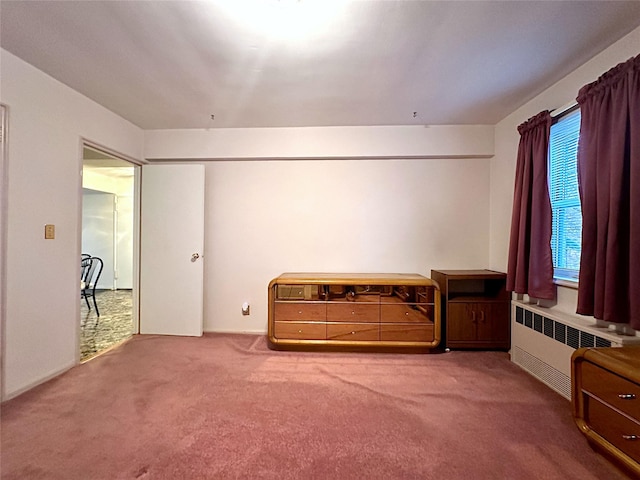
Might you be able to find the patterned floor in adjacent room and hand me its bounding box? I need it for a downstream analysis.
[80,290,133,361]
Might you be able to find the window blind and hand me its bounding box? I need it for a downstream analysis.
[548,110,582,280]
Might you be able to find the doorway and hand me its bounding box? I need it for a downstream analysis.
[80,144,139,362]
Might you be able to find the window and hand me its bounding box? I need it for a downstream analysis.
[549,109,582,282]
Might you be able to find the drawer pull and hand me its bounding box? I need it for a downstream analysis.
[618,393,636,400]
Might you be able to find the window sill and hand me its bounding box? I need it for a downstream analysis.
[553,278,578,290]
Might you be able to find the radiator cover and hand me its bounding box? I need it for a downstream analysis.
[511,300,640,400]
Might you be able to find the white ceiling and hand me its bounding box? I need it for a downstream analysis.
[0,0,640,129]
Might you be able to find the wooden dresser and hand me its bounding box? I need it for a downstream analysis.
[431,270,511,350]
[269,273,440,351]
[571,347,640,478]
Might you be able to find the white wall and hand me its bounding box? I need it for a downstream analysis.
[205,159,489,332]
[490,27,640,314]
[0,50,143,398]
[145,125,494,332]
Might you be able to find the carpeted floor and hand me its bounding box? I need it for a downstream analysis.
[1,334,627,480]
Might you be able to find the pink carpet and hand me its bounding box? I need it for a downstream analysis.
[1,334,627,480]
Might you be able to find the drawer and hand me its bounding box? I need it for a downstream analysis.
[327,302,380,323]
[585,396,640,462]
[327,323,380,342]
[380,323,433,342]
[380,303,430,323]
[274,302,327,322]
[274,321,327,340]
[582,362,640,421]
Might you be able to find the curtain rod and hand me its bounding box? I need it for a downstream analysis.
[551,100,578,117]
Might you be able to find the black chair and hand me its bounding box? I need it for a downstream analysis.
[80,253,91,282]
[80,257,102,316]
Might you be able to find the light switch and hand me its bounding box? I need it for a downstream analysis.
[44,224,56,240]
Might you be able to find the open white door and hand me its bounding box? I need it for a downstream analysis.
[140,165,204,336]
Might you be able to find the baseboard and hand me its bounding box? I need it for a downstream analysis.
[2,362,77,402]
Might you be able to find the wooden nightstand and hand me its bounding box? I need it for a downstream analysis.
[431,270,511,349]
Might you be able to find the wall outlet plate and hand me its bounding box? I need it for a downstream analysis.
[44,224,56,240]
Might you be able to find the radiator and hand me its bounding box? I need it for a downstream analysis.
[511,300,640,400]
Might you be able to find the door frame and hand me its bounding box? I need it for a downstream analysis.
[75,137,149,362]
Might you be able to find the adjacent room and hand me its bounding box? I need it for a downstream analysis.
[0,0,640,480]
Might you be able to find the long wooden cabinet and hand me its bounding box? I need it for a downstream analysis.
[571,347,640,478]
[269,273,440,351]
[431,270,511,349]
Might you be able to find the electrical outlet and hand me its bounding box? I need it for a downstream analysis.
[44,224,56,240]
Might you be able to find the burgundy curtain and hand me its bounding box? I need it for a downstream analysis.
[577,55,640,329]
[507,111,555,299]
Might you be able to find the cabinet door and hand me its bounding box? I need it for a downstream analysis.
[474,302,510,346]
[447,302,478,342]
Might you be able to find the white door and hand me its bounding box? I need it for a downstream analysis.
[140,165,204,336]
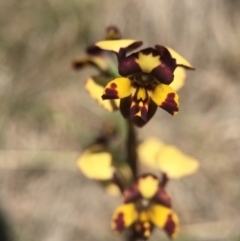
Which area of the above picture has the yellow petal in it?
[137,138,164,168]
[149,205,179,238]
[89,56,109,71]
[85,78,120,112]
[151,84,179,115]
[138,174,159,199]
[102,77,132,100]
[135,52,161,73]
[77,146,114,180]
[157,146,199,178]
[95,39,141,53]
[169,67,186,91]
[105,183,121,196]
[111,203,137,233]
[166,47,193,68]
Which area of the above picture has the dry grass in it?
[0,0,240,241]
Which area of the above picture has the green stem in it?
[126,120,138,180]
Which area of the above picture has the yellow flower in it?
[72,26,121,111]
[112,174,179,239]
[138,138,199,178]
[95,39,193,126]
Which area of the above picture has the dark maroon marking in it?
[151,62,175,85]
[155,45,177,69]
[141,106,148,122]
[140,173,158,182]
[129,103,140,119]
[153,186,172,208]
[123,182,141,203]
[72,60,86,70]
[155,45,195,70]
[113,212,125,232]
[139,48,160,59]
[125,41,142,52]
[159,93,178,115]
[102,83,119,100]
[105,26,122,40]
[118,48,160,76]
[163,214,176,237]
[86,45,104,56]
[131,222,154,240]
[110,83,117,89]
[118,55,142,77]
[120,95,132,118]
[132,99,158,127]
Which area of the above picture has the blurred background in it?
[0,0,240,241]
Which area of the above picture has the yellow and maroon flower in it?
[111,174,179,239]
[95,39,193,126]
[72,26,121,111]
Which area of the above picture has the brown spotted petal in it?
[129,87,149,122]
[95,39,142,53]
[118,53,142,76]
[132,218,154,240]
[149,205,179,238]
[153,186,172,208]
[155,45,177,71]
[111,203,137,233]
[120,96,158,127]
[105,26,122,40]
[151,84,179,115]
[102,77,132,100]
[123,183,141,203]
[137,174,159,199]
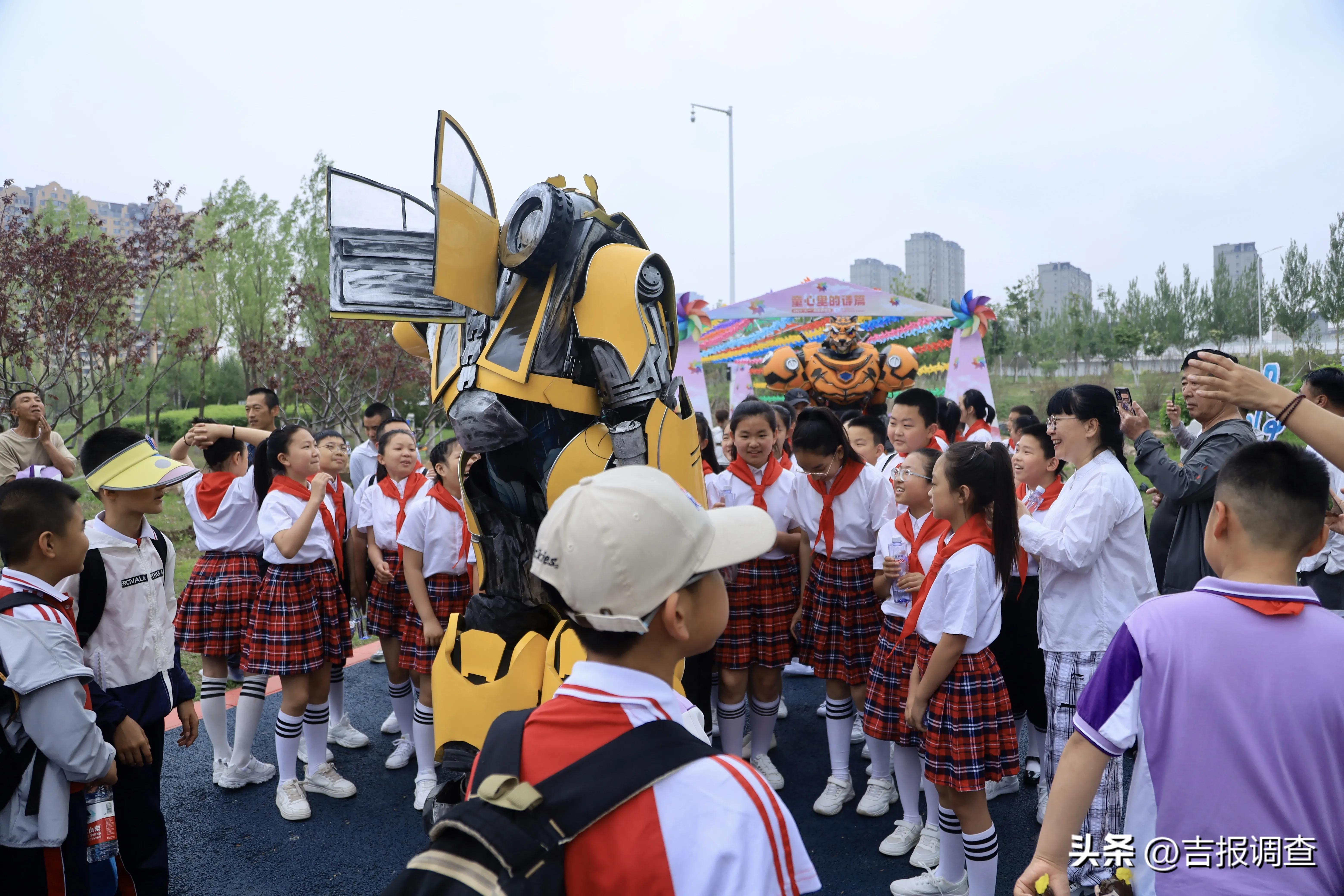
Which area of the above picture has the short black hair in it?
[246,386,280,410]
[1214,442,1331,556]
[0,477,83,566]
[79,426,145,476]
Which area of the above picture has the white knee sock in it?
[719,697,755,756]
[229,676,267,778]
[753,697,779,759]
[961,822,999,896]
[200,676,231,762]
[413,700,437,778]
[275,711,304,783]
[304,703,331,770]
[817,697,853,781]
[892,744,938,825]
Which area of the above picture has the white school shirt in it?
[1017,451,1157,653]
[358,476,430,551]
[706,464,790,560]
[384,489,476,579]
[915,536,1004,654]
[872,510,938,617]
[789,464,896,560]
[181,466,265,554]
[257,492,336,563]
○ ○ ○ ○
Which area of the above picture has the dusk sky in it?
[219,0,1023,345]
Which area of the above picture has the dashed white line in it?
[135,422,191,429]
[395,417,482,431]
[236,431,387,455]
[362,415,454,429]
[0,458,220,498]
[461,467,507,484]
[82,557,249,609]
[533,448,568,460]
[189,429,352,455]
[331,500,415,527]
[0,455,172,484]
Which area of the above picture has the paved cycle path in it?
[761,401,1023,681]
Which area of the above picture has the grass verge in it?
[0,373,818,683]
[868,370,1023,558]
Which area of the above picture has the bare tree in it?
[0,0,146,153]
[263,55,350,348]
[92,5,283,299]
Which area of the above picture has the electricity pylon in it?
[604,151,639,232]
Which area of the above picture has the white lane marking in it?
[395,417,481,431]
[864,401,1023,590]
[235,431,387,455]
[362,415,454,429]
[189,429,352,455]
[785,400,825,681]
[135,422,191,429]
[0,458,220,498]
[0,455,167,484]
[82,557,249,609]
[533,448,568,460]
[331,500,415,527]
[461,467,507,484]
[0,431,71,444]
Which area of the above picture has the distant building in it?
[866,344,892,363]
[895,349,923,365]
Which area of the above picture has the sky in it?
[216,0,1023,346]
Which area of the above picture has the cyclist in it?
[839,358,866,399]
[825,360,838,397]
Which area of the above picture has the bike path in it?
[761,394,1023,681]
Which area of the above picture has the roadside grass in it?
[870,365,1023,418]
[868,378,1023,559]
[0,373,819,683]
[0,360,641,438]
○ ○ ○ ○
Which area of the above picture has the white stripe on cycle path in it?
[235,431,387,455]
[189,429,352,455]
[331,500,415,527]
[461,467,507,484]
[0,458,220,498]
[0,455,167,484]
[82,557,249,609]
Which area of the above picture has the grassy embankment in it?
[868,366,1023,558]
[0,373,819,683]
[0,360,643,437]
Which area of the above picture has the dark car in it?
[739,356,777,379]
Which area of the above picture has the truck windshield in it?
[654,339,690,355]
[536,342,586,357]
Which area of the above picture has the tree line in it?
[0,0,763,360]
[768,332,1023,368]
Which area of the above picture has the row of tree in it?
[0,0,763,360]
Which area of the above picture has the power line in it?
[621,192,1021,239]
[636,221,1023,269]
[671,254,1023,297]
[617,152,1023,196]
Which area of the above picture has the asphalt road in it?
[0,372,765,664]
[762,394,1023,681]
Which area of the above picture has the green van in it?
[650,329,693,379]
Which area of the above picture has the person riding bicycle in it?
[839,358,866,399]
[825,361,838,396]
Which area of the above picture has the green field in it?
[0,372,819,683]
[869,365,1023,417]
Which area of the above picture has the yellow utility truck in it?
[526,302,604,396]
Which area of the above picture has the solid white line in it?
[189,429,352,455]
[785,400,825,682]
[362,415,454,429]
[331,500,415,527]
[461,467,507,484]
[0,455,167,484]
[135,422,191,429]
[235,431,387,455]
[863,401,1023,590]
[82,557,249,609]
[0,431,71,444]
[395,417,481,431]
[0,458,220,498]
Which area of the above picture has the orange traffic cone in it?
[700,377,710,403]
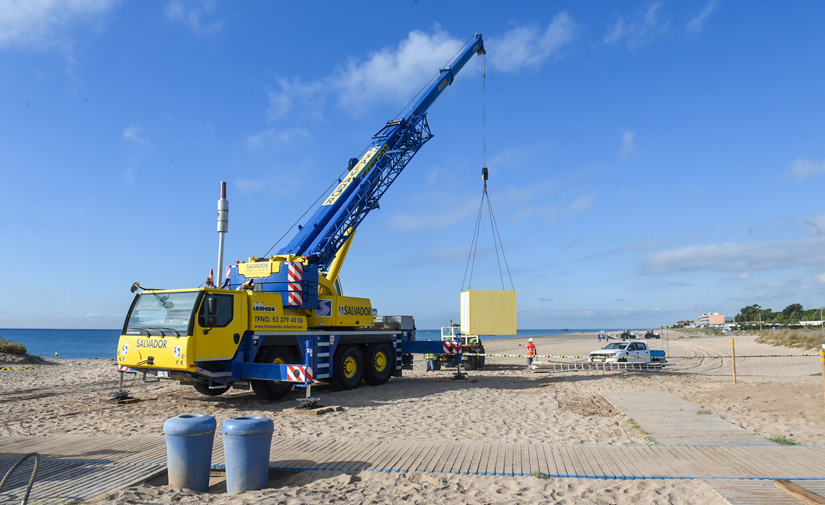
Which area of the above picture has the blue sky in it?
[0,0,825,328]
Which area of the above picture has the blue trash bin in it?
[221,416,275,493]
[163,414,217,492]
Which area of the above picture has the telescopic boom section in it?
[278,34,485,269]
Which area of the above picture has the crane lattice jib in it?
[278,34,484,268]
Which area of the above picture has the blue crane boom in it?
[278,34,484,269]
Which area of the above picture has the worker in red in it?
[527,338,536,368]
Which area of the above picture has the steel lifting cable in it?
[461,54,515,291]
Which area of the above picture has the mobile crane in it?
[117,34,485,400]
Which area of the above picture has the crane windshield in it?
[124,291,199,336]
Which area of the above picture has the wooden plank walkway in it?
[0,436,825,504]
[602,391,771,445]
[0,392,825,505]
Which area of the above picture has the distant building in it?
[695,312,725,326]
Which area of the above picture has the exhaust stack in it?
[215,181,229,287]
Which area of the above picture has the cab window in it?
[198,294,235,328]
○ ○ ○ ○
Can you copy the material word for word, beginning at the line that contains "Might you be able to find the window blind" and ending after the line that contains "[80,144,139,362]"?

> [REPLY]
Might you be able to find the window blind and hand me its bounding box? I need it for a downstream analysis.
[548,110,582,280]
Might you be able to find the doorway and hand me its bounding box? I need it for a downstream analysis.
[80,144,139,362]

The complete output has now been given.